──────── Supplied information
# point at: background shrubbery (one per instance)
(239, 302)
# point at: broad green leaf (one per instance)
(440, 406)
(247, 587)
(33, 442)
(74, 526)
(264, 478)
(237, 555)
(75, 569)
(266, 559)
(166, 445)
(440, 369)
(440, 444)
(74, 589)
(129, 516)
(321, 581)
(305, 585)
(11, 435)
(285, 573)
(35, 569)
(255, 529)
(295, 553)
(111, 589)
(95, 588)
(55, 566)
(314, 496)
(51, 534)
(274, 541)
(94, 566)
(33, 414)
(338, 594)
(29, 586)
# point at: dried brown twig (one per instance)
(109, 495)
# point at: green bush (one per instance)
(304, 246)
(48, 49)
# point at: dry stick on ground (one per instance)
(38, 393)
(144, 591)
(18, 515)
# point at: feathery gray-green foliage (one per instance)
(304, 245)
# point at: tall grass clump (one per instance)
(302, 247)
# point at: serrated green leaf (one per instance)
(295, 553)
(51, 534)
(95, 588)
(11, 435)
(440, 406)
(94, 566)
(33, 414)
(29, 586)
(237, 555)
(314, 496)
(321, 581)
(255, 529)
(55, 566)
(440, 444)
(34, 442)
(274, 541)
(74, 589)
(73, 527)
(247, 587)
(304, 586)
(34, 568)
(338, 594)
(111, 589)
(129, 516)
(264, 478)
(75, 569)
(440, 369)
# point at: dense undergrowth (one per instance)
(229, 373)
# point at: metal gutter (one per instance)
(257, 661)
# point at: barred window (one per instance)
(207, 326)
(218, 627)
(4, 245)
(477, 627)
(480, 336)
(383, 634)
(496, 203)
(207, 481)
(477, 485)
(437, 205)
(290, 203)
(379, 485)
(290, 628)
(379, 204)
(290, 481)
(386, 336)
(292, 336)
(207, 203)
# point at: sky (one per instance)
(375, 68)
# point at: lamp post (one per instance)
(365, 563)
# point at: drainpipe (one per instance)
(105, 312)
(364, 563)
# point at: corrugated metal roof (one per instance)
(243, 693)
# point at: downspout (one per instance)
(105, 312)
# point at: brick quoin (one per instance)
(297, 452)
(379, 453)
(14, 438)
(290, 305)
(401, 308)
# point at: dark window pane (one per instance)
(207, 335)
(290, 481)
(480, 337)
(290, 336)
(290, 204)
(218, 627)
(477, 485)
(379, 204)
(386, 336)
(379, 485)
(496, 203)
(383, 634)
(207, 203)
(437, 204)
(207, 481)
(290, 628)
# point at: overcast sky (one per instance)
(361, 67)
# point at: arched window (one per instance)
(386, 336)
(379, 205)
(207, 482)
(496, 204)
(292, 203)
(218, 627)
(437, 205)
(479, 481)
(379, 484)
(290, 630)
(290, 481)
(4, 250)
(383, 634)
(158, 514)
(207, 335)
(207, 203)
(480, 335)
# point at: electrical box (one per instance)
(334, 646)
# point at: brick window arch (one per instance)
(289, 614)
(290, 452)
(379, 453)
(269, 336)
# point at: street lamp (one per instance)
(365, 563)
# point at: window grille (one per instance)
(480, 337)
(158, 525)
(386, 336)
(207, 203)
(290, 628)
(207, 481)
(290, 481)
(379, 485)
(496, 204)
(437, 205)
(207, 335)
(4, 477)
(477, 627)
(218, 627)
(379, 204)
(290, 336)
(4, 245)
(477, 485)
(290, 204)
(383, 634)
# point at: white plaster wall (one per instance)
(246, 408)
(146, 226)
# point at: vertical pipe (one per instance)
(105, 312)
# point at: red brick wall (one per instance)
────────────────
▸ Job
Reproduce every item above line for line, changing nothing.

▸ Response to the exercise
# point at: background shrubbery (one per instance)
(239, 302)
# point at: broad green leaf (one per instance)
(440, 406)
(247, 587)
(33, 442)
(74, 526)
(264, 478)
(237, 555)
(75, 569)
(266, 559)
(166, 445)
(440, 369)
(440, 444)
(74, 589)
(129, 516)
(321, 581)
(305, 585)
(11, 435)
(285, 573)
(35, 569)
(255, 529)
(295, 553)
(111, 589)
(95, 588)
(55, 566)
(314, 496)
(51, 534)
(274, 541)
(94, 566)
(33, 414)
(338, 594)
(29, 586)
# point at: dried brown twig (one per instance)
(109, 495)
# point at: green bush (one per instance)
(304, 246)
(48, 49)
# point at: dry stick on ground (one per instance)
(38, 393)
(144, 591)
(18, 515)
# point at: feathery gray-green foliage (one per instance)
(304, 245)
# point at: tall grass clump (one per instance)
(302, 247)
# point at: serrated green leaf (one per instance)
(295, 553)
(51, 534)
(95, 588)
(11, 435)
(440, 406)
(94, 566)
(33, 414)
(29, 586)
(237, 555)
(314, 496)
(321, 581)
(255, 529)
(55, 566)
(440, 444)
(34, 442)
(274, 541)
(74, 589)
(73, 527)
(247, 587)
(304, 586)
(34, 568)
(338, 594)
(111, 589)
(129, 516)
(264, 478)
(75, 569)
(440, 369)
# point at: dense undergrowth (one per instance)
(229, 373)
# point at: metal gutter (one per instance)
(257, 661)
# point at: barred window (one per instance)
(207, 326)
(218, 627)
(4, 245)
(477, 627)
(480, 336)
(383, 634)
(496, 203)
(207, 481)
(477, 485)
(437, 205)
(290, 203)
(379, 485)
(290, 628)
(379, 204)
(290, 481)
(386, 336)
(292, 336)
(207, 203)
# point at: sky (one per instance)
(375, 68)
# point at: lamp post (one per instance)
(365, 563)
# point at: drainpipe (one per instance)
(105, 312)
(364, 563)
# point at: corrugated metal roof (one per instance)
(243, 693)
# point at: downspout (one per instance)
(105, 312)
# point at: brick quoin (one per instance)
(297, 452)
(379, 453)
(14, 438)
(290, 305)
(401, 308)
# point at: dark window pane (one per instance)
(207, 335)
(290, 481)
(480, 337)
(290, 336)
(290, 204)
(218, 627)
(477, 485)
(379, 204)
(386, 336)
(379, 485)
(496, 203)
(383, 634)
(207, 203)
(437, 204)
(207, 481)
(290, 628)
# point at: overcast sky (one per instance)
(361, 67)
# point at: arched window (one per instance)
(386, 336)
(379, 205)
(207, 482)
(496, 204)
(292, 203)
(218, 627)
(437, 205)
(479, 481)
(379, 484)
(290, 630)
(290, 481)
(4, 250)
(383, 634)
(158, 514)
(207, 335)
(207, 203)
(480, 335)
# point at: electrical box (one per instance)
(334, 646)
# point at: brick window arch (one per instance)
(289, 614)
(290, 452)
(379, 453)
(269, 336)
# point at: street lamp (one per instance)
(365, 563)
# point at: window grille (one per instance)
(480, 337)
(158, 525)
(386, 336)
(207, 203)
(290, 628)
(207, 481)
(290, 481)
(379, 485)
(496, 204)
(437, 205)
(207, 335)
(4, 477)
(477, 627)
(218, 627)
(379, 204)
(290, 336)
(4, 245)
(477, 485)
(290, 204)
(383, 634)
# point at: white plaster wall (one per instance)
(246, 408)
(146, 226)
# point at: vertical pipe (one per instance)
(105, 312)
# point at: red brick wall (one per instance)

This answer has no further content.